WHAT IS REQUIRED. Swap "twig" for "branch" throughout the rows below and reproduce them otherwise unchanged, omitting the pictures.

Polygon annotations for photos
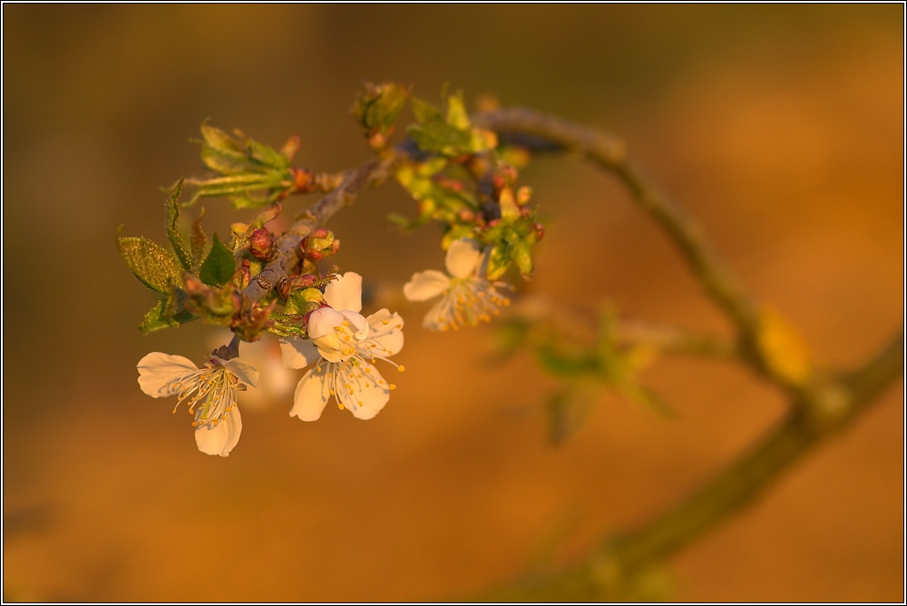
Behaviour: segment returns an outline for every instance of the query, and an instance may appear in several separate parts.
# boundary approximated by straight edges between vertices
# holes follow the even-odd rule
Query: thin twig
[[[624,143],[611,135],[524,108],[508,108],[473,117],[476,126],[521,137],[522,145],[539,151],[560,149],[581,153],[619,178],[636,203],[665,231],[701,283],[706,294],[730,318],[741,338],[755,343],[758,331],[756,306],[739,280],[706,241],[702,230],[669,196],[629,160]],[[552,147],[553,144],[553,147]]]
[[[250,301],[264,298],[297,261],[296,250],[302,239],[314,230],[324,226],[341,209],[350,206],[365,189],[381,184],[391,169],[405,157],[405,152],[395,150],[383,158],[375,158],[343,173],[343,180],[336,189],[313,204],[278,240],[277,256],[252,279],[243,294]]]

FINAL RESULT.
Behaviour: segment returns an outline for every instance of the query, and an instance may appear in several separate parts.
# boundary approximated by straight edges between vertices
# holes follow the even-odd rule
Query: thin branch
[[[624,143],[611,135],[524,108],[508,108],[473,117],[476,126],[521,137],[522,145],[539,151],[560,149],[581,153],[619,178],[636,203],[665,231],[701,283],[706,294],[730,318],[741,338],[755,343],[758,331],[756,306],[739,280],[706,241],[702,230],[669,196],[629,160]],[[552,147],[553,144],[553,147]]]
[[[250,301],[264,298],[297,261],[296,250],[302,239],[314,230],[324,226],[341,209],[350,206],[365,189],[381,184],[391,169],[405,157],[405,152],[395,150],[383,158],[375,158],[343,173],[343,180],[336,189],[313,204],[278,240],[277,256],[252,279],[243,294]]]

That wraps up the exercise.